BRIEF :: Take from the material every line that contains the word "image".

RECORDS FOR THIS EXERCISE ::
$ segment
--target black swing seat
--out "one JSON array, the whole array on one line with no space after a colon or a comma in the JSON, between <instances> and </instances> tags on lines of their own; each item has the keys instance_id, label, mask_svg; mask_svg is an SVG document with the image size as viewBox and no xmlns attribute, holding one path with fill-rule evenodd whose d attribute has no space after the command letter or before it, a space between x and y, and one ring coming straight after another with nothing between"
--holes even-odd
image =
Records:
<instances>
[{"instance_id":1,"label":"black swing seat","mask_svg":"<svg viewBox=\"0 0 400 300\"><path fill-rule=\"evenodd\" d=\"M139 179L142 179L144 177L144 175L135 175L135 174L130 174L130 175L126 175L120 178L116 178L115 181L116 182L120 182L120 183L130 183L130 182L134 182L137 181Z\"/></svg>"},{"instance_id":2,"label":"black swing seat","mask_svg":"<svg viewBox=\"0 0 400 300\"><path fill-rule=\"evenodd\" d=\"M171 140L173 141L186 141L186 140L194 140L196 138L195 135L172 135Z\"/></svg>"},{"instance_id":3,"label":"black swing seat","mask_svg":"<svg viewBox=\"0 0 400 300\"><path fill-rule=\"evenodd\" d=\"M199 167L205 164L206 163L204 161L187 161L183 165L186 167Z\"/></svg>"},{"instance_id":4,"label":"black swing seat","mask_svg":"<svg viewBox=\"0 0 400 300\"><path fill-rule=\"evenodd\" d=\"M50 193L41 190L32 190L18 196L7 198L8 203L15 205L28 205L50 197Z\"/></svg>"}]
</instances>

ANSWER SECTION ::
--out "one JSON array, the whole array on one line with no space after a colon or a comma in the JSON, between <instances> and </instances> tags on lines of their own; each item has the keys instance_id, label, mask_svg; mask_svg is an SVG document with the image size as viewBox and no xmlns attribute, holding one path with fill-rule evenodd whose d attribute has no space after the command letter or before it, a space between x and y, and one ring coming straight after another with nothing between"
image =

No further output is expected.